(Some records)
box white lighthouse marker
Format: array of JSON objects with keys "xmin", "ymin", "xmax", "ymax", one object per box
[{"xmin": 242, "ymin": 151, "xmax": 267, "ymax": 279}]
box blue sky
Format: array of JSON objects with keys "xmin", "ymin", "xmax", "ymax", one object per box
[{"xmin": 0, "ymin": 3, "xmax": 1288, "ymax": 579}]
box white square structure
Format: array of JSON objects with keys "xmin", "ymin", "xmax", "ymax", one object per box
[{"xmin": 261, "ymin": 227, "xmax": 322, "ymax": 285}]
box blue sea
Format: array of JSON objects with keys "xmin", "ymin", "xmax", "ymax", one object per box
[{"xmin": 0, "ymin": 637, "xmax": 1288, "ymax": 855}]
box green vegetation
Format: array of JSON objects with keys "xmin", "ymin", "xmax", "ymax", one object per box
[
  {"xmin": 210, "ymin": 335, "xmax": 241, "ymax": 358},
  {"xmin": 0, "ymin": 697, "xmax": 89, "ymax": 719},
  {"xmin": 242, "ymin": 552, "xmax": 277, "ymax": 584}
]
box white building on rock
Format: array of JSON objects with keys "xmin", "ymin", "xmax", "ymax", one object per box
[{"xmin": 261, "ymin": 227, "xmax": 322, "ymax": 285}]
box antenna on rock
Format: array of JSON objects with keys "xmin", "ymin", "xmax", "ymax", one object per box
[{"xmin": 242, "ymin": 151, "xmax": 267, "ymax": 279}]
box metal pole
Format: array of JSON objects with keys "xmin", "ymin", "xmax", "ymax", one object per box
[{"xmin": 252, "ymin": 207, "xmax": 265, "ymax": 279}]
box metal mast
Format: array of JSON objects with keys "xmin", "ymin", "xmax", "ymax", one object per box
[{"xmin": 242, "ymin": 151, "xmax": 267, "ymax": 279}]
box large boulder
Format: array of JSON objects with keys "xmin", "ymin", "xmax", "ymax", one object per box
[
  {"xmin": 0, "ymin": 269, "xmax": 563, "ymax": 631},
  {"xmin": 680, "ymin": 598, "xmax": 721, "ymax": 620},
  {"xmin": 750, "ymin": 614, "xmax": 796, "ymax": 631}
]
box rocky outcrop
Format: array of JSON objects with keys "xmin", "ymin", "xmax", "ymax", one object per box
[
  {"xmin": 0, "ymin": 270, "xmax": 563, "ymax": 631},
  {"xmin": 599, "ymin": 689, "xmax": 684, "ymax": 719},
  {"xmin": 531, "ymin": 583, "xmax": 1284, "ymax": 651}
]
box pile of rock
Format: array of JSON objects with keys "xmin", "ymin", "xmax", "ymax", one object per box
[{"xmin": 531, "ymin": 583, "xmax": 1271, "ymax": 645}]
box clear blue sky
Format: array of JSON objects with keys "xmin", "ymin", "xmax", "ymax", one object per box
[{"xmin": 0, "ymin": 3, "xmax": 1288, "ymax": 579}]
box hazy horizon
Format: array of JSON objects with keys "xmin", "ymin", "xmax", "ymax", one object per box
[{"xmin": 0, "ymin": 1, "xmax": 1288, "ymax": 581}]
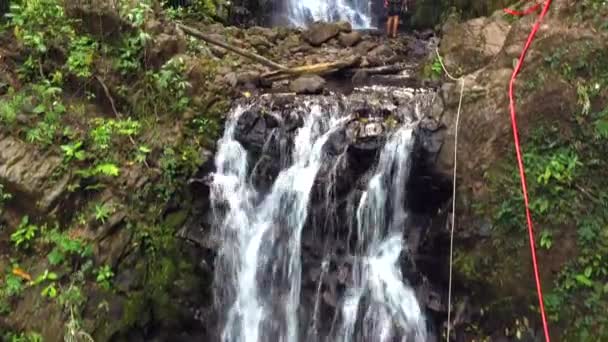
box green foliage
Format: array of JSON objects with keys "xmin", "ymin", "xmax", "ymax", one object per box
[
  {"xmin": 89, "ymin": 118, "xmax": 141, "ymax": 151},
  {"xmin": 539, "ymin": 230, "xmax": 553, "ymax": 249},
  {"xmin": 96, "ymin": 265, "xmax": 114, "ymax": 290},
  {"xmin": 422, "ymin": 56, "xmax": 443, "ymax": 80},
  {"xmin": 94, "ymin": 203, "xmax": 114, "ymax": 223},
  {"xmin": 0, "ymin": 183, "xmax": 13, "ymax": 209},
  {"xmin": 163, "ymin": 0, "xmax": 228, "ymax": 22},
  {"xmin": 115, "ymin": 1, "xmax": 152, "ymax": 76},
  {"xmin": 7, "ymin": 0, "xmax": 75, "ymax": 54},
  {"xmin": 134, "ymin": 58, "xmax": 191, "ymax": 117},
  {"xmin": 11, "ymin": 216, "xmax": 40, "ymax": 249},
  {"xmin": 0, "ymin": 88, "xmax": 27, "ymax": 124},
  {"xmin": 488, "ymin": 40, "xmax": 608, "ymax": 341},
  {"xmin": 31, "ymin": 270, "xmax": 59, "ymax": 299},
  {"xmin": 67, "ymin": 36, "xmax": 98, "ymax": 78},
  {"xmin": 45, "ymin": 228, "xmax": 93, "ymax": 266},
  {"xmin": 26, "ymin": 79, "xmax": 66, "ymax": 146},
  {"xmin": 60, "ymin": 141, "xmax": 86, "ymax": 162},
  {"xmin": 3, "ymin": 331, "xmax": 44, "ymax": 342}
]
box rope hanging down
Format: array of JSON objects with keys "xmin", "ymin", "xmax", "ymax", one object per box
[
  {"xmin": 505, "ymin": 0, "xmax": 551, "ymax": 342},
  {"xmin": 435, "ymin": 48, "xmax": 464, "ymax": 342}
]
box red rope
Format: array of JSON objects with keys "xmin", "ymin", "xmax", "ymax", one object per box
[{"xmin": 505, "ymin": 0, "xmax": 551, "ymax": 342}]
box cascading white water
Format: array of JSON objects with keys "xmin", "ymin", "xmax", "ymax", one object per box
[
  {"xmin": 211, "ymin": 95, "xmax": 426, "ymax": 342},
  {"xmin": 211, "ymin": 105, "xmax": 344, "ymax": 342},
  {"xmin": 287, "ymin": 0, "xmax": 371, "ymax": 28},
  {"xmin": 338, "ymin": 126, "xmax": 426, "ymax": 342}
]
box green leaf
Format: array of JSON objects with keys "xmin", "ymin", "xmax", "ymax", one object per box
[
  {"xmin": 95, "ymin": 163, "xmax": 120, "ymax": 177},
  {"xmin": 595, "ymin": 120, "xmax": 608, "ymax": 139},
  {"xmin": 47, "ymin": 247, "xmax": 65, "ymax": 266},
  {"xmin": 33, "ymin": 104, "xmax": 46, "ymax": 114},
  {"xmin": 574, "ymin": 274, "xmax": 593, "ymax": 287}
]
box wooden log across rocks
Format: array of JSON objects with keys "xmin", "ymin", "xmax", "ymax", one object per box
[{"xmin": 177, "ymin": 24, "xmax": 405, "ymax": 84}]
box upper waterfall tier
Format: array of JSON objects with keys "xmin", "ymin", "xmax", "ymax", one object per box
[{"xmin": 286, "ymin": 0, "xmax": 372, "ymax": 28}]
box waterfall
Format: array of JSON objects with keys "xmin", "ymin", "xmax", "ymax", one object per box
[
  {"xmin": 211, "ymin": 91, "xmax": 426, "ymax": 342},
  {"xmin": 336, "ymin": 126, "xmax": 426, "ymax": 342},
  {"xmin": 287, "ymin": 0, "xmax": 371, "ymax": 28}
]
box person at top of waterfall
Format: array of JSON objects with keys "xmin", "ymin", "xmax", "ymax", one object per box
[{"xmin": 384, "ymin": 0, "xmax": 407, "ymax": 38}]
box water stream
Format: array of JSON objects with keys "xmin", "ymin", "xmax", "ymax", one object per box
[
  {"xmin": 287, "ymin": 0, "xmax": 372, "ymax": 28},
  {"xmin": 211, "ymin": 89, "xmax": 426, "ymax": 342}
]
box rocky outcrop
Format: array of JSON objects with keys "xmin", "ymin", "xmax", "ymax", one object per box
[
  {"xmin": 0, "ymin": 134, "xmax": 70, "ymax": 214},
  {"xmin": 302, "ymin": 22, "xmax": 352, "ymax": 46},
  {"xmin": 338, "ymin": 31, "xmax": 362, "ymax": 47},
  {"xmin": 433, "ymin": 0, "xmax": 608, "ymax": 340},
  {"xmin": 440, "ymin": 13, "xmax": 511, "ymax": 74},
  {"xmin": 289, "ymin": 75, "xmax": 325, "ymax": 94}
]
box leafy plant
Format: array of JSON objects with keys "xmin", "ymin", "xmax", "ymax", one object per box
[
  {"xmin": 540, "ymin": 230, "xmax": 553, "ymax": 249},
  {"xmin": 0, "ymin": 88, "xmax": 27, "ymax": 124},
  {"xmin": 89, "ymin": 118, "xmax": 141, "ymax": 151},
  {"xmin": 7, "ymin": 0, "xmax": 75, "ymax": 54},
  {"xmin": 3, "ymin": 331, "xmax": 44, "ymax": 342},
  {"xmin": 11, "ymin": 216, "xmax": 39, "ymax": 249},
  {"xmin": 61, "ymin": 141, "xmax": 86, "ymax": 162},
  {"xmin": 135, "ymin": 145, "xmax": 152, "ymax": 164},
  {"xmin": 67, "ymin": 36, "xmax": 98, "ymax": 78},
  {"xmin": 94, "ymin": 203, "xmax": 114, "ymax": 223},
  {"xmin": 96, "ymin": 265, "xmax": 114, "ymax": 290},
  {"xmin": 0, "ymin": 184, "xmax": 13, "ymax": 208},
  {"xmin": 47, "ymin": 228, "xmax": 93, "ymax": 266},
  {"xmin": 32, "ymin": 270, "xmax": 59, "ymax": 299}
]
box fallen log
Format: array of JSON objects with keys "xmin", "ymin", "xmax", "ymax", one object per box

GIVEN INSTRUCTION — Count the lines in the records above that contain the word "waterfall", treating uppercase and lowercase as different, and reply with only the number.

RESPONSE BELOW — 3